++++ TESTO DELLA PAGINA

Il racconto è davvero suggestivo e pare davvero ambientato in questi posti così semplici, naturali ed essenziali:
FF 2018/59. «Preparata ogni cosa, invitarono [Madonna Povertà] con insistenza a prendere cibo con loro.
Ma ella disse: «Mostratemi prima il luogo della preghiera, il capitolo, il chiostro, il refettorio, la cucina, il dormitorio e la stalla, i bei sedili, le mense levigate e la vostra grande casa. Di tutto questo in verità non vedo assolutamente nulla, ma vedo che voi siete allegri, giocondi, colmi di gioia, pieni di consolazione, come se foste in attesa di avere ogni cosa ad un semplice cenno».
Ed essi le risposero: «Nostra signora e regina, noi tuoi servi siamo stanchi del lungo viaggio, e tu stessa venendo con noi hai faticato non poco. Perciò, se sei d’accordo, per prima cosa mangeremo, poi, ristorati dal cibo, a un tuo cenno si farà ogni cosa».

++++++++
++++ DATI MOSTRATI

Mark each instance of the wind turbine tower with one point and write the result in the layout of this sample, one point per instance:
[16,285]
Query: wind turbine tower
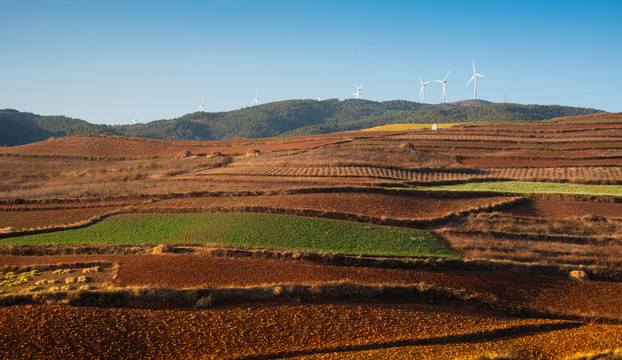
[474,77]
[202,106]
[256,101]
[358,90]
[422,91]
[444,81]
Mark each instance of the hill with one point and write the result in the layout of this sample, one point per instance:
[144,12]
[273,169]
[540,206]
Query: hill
[282,118]
[22,127]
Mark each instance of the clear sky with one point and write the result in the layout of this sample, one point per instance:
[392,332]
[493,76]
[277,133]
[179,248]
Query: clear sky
[105,61]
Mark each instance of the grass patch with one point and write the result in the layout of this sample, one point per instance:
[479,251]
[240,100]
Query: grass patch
[523,187]
[249,229]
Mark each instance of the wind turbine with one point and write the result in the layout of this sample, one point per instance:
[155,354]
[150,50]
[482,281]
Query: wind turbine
[358,90]
[201,107]
[422,91]
[256,101]
[444,81]
[474,77]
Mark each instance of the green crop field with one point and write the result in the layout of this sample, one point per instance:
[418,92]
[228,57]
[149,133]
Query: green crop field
[524,187]
[249,229]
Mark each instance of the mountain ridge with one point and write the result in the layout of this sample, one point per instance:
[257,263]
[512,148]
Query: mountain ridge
[281,118]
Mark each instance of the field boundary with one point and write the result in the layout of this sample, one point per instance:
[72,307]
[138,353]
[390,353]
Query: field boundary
[334,215]
[208,297]
[426,263]
[566,239]
[53,228]
[387,189]
[411,223]
[51,267]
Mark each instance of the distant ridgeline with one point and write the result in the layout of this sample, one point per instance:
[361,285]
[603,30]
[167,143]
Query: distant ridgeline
[282,118]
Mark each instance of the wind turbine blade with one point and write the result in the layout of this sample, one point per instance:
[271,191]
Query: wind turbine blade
[469,83]
[447,75]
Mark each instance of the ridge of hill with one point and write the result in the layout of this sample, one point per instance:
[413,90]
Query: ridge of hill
[282,118]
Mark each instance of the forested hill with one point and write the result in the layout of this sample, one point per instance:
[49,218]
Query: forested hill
[283,118]
[17,128]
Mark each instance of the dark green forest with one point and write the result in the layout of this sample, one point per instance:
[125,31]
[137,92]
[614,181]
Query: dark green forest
[282,118]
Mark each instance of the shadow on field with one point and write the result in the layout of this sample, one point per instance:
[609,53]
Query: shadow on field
[512,331]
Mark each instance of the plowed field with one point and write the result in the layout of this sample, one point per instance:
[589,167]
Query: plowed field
[579,174]
[53,332]
[556,209]
[183,271]
[378,205]
[41,218]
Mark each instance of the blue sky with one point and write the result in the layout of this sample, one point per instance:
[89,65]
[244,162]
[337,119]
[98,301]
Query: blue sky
[106,61]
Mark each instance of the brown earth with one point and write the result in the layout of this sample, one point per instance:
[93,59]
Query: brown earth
[42,218]
[184,271]
[498,161]
[56,332]
[559,209]
[116,146]
[377,205]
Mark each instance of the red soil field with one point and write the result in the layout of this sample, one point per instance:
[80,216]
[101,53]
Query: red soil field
[556,344]
[56,332]
[498,161]
[116,146]
[184,271]
[558,209]
[578,174]
[377,205]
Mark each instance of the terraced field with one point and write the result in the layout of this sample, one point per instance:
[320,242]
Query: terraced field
[457,269]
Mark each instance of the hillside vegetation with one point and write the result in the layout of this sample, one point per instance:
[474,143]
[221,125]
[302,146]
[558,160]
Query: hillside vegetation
[283,118]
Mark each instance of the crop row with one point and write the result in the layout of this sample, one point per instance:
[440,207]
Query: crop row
[610,174]
[514,138]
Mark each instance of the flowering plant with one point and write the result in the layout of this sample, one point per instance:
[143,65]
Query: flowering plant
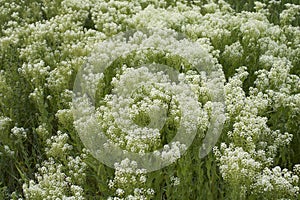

++++++++

● **COMPLETA QUANTO SEGUE**
**a)** Per favore, indica se ciascuna affermazione concorda con il brano su Madonna Povertà, rispondendo sì o no e citando le parole decisive del brano: (i) Madonna Povertà chiede di vedere il luogo della preghiera prima di prendere cibo; (ii) Madonna Povertà afferma di vedere la grande casa di chi la invita; (iii) chi la invita dice di essere stanco del lungo viaggio.
**b)** Prosegui il brano su Madonna Povertà a partire dall'ultima frase riportata.

● **RISPOSTE SCRITTE**
**a)**
(i) Sì: «Mostratemi prima il luogo della preghiera».
(ii) No: «Di tutto questo in verità non vedo assolutamente nulla».
(iii) Sì: «noi tuoi servi siamo stanchi del lungo viaggio».

**b)**
2019/60. «Approvo quanto dite», rispose; «e allora portate dell’acqua per lavare le nostre mani e asciugatoi per asciugarle». E immediatamente quelli portarono un vaso di terracotta ridotto a metà – lì un vaso intero non c’era – pieno d’acqua. Poi, abbassando le mani, guardavano di qua e di là, in cerca di un asciugatoio: e non trovandolo, uno di loro le offrì la tunica di cui era vestito, perché potesse asciugarsi le mani. Ed ella l’accolse con gratitudine, e nel suo cuore magnificava Dio, che l’aveva data come compagna a uomini di tanta virtù.
2020/61. Poi la condussero al luogo dove era preparata la mensa. Come fu arrivata ella si guardò attorno, e non vedendo nulla all’infuori di tre o quattro tozzi di pane d’orzo e di crusca posti sull’erba, fu presa da grande ammirazione e diceva dentro di sé: «Chi mai ha visto cose come queste tra le generazioni passate? Benedetto sei tu, Signore Dio, che hai cura di tutte le cose; tutto è possibile a te, quando vuoi con tale modo di agire hai insegnato al tuo popolo a piacere a te ». E così tutti sedettero insieme rendendo grazie a Dio per tutti i suoi doni.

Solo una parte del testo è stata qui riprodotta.